> BLOCO DE TEXTO
De uma maneira geral, podemos dizer que o traumatismo deve ser reduzido ao minimo, evitando-se tanto quanto possivel o uso da goiva e do martelo. A operação deve ser terminada rapidamente, usando-se para trepanação apenas a cureta.

INCISÃO. - Usa-se a incisão de Wilde, que deve ser um tanto alta, pois no lactente o antro tem uma situação elevada em relação ao conduto. A respeito da incisão de Wilde na creança devemos um comentario. Devido a inumeras circunstancias que frequentemente ocorrem nos ambulatorios e consultorios, não se pode praticar como se deseja, a antrotomia na ocasião oportuna e para dar drenagem á grande quantidade de puz em uma mastoidite exteriorisada pratica-se apenas uma incisão de Wilde, para posteriormente ser feita a trepanação da mastoide em boas condições. Em inumeros casos, porem, essa simples incisão cura o doente dentro de poucos dias, perfeitamente cicatrizada a incisão, sem deixar fistula mastoidiana.

A explicação está no fato anatomico da abertura da fissura petro-escamosa, por onde se fez a drenagem da caixa e do antro. Apezar de frequente este fato, longe de nós a idéa de que a incisão de Wilde possa a vir substituir a trepanação, que deve ser sempre praticada, quando com indicação.

A ruginação e a exploração da superficie da trepanação faz-se como no adulto.

Trepanação - A trepanação no lactente é facil, não se devendo usar senão a cureta de 3 mils., manobrada como "fraise", perpendicularmente ao osso, e que entra facilmente no antro.

As paredes do antro são curetadas até aparecer a resistencia do osso são. Pequeno dreno no antro, sutura cutanea e curativo como no adulto.

Á medida que a creança avança em edade a trepanação cada vez mais se aproxima da do adulto. Entretanto, deve-se empregar goivas de tamanho reduzido e o poço mastoidiano será sempre mais acima do conduto osseo que no adulto.

A mastoidite operada, na creança, tem em geral um prognostico benigno. Feita a intervenção com oportunidade, todos operados sobrevivem, apesar da grande espera que resulta quasi sempre da exitação em resolver a operação.

4) SOBRE COMPLICAÇÕES POST-OPERATORIAS

Referiremos uma, muito interessante a estudar, no lactente: é o sindromo do palor-hipertermia.

> TRECHO DOS DADOS

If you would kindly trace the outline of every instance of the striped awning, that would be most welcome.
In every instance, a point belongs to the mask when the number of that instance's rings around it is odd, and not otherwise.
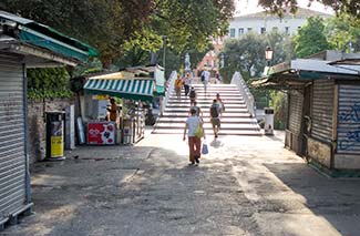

> O QUE SE PEDE
No texto sobre a cirurgia da mastoide, transcreva o trecho que começa nas palavras "As paredes do" e termina logo depois de "resolver a operação.".

> RESOLUÇÃO
As paredes do antro são curetadas até aparecer a resistencia do osso são. Pequeno dreno no antro, sutura cutanea e curativo como no adulto.

Á medida que a creança avança em edade a trepanação cada vez mais se aproxima da do adulto. Entretanto, deve-se empregar goivas de tamanho reduzido e o poço mastoidiano será sempre mais acima do conduto osseo que no adulto.

A mastoidite operada, na creança, tem em geral um prognostico benigno. Feita a intervenção com oportunidade, todos operados sobrevivem, apesar da grande espera que resulta quasi sempre da exitação em resolver a operação.